**What the exercise asks**
Transcribe the following lines word for word.

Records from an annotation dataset
"""

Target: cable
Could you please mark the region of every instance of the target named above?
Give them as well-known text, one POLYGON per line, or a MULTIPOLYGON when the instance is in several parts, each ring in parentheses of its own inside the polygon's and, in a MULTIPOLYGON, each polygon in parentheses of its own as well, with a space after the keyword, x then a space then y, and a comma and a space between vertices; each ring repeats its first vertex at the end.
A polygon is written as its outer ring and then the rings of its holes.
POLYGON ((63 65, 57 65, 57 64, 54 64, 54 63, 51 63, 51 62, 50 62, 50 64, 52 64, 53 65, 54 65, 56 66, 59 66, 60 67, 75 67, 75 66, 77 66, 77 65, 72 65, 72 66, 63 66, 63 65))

"""

**Expected answer**
Target: cable
Could you please mark the region of every instance of the target named above?
Give them as well-known text, one POLYGON per line, or a MULTIPOLYGON when the instance is in several parts, each ring in parentheses of its own inside the polygon's and, in a MULTIPOLYGON, each polygon in parentheses of its own as well, with a space after the keyword, x then a space then y, and a comma and a space between vertices; each ring repeats its first vertex at the end.
A polygon is written as its outer ring and then the rings of its holes.
POLYGON ((63 65, 57 65, 57 64, 54 64, 54 63, 51 63, 51 62, 50 62, 50 64, 52 64, 53 65, 54 65, 56 66, 59 66, 60 67, 75 67, 75 66, 77 66, 77 65, 72 65, 72 66, 63 66, 63 65))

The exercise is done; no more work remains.